Material provided:
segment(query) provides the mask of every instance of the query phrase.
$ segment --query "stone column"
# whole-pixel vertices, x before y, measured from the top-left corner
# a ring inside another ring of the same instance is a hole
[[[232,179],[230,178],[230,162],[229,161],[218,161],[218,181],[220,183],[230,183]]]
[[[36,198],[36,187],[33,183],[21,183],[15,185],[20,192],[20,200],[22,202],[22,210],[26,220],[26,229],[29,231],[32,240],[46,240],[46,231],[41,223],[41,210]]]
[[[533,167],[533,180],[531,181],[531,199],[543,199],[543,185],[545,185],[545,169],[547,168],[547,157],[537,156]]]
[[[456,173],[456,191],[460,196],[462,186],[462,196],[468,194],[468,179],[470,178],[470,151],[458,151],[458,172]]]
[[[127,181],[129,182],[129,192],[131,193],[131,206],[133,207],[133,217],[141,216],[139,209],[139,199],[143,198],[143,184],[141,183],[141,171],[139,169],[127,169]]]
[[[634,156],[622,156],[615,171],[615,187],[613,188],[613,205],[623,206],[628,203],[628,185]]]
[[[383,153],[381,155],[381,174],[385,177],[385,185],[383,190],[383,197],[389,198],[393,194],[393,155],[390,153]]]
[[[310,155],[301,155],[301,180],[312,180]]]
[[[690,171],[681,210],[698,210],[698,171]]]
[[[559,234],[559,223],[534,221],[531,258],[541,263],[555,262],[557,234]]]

What you need to do:
Please gather every line of the items above that contains the string "query", and copy each of those lines.

Correct response:
segment(query) provides the mask of every instance of the query phrase.
$ segment --query "stone column"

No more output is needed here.